## WRITTEN PROBLEM A
In the focal loss thread below, rewrite the paragraph beginning "Before this line" more briefly while keeping its main facts.
## WRITTEN PROBLEM B
Extend the focal loss thread below beyond its final comment.

Some questions about Focal loss(alpha_t)

CasiaFan / tensorflow_retinanet

RetinaNet with Focal Loss implemented by Tensorflow

121 stars 45 forks source link

Some questions about Focal loss(alpha_t) #2

Open yzldw333 opened 6 years ago

yzldw333 commented 6 years ago

alpha_t = tf.where(tf.equal(onehot_labels,1.0),alpha_t,1-alpha_t) Hi, today I see the paper about Focal Loss, and I didn't see anything formula about alpha_t, I saw you write it as above, in my opinion this formula has no meaning because alpha_t which becomes 1-alpha_t has to multiply zero. Am I right?

CasiaFan commented 6 years ago

@yzldw333 In part 3.1 of focal loss paper, the author says:

For notational convenience, we define αt analogously to how we defined pt

Before this line, alpha_t = tf.scalar_mul(alpha, tf.ones_like(onehot_labels, dtype=tf.float32)) will be performed first. so alpha_t is alpha which equals 0.25 by default and 1-alpha_t is 0.75.

## DATA PROVIDED

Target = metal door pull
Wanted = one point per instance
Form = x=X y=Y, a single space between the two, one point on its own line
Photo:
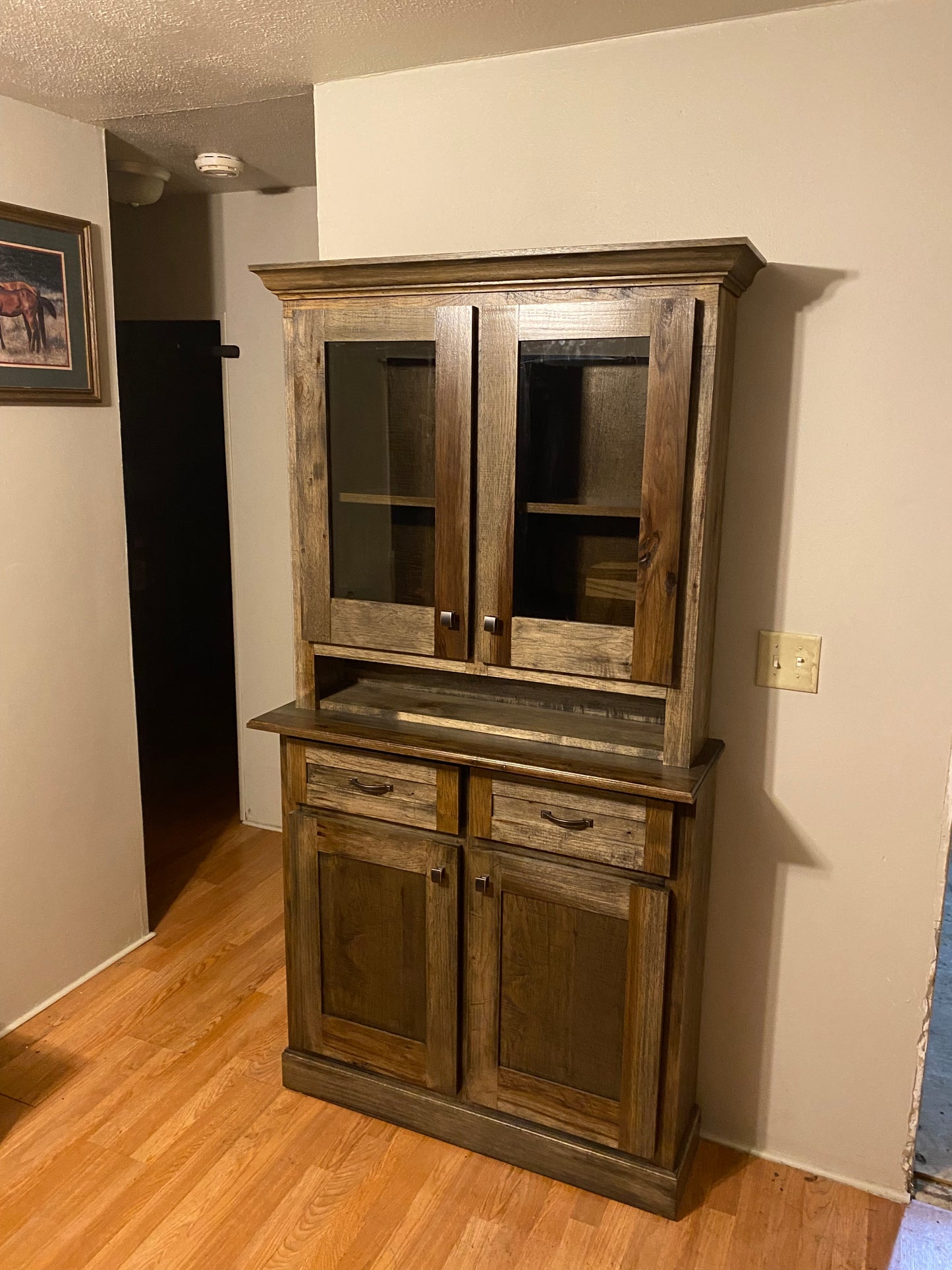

## WRITTEN ANSWER A
alpha_t = tf.scalar_mul(alpha, tf.ones_like(onehot_labels, dtype=tf.float32)) runs first, so alpha_t equals alpha (0.25 by default) and 1-alpha_t equals 0.75.

## WRITTEN ANSWER B
BTW, this project is still under development, so some bugs are still not found. Any issues are greatly welcome!

yzldw333 commented 6 years ago

我用中文啦，我尝试把这个加入视频3d卷积训练的过程中，发现收敛速度貌似变快了。

CasiaFan commented 6 years ago

@yzldw333 这个loss对于容易训练和难训练样本之间比例偏差很大的时候会很有用，会把难训练样本造成的影响放大，因此收敛的速度确实会变快

dongdongrj commented 6 years ago

@CasiaFan @yzldw333 ,我也用中文，这个demo可以用CPU跑吗？

CasiaFan commented 6 years ago

@dongdongrj 这个demo目前还是有bug的，所以你可以先用其他库类似keras-retinanet先代替。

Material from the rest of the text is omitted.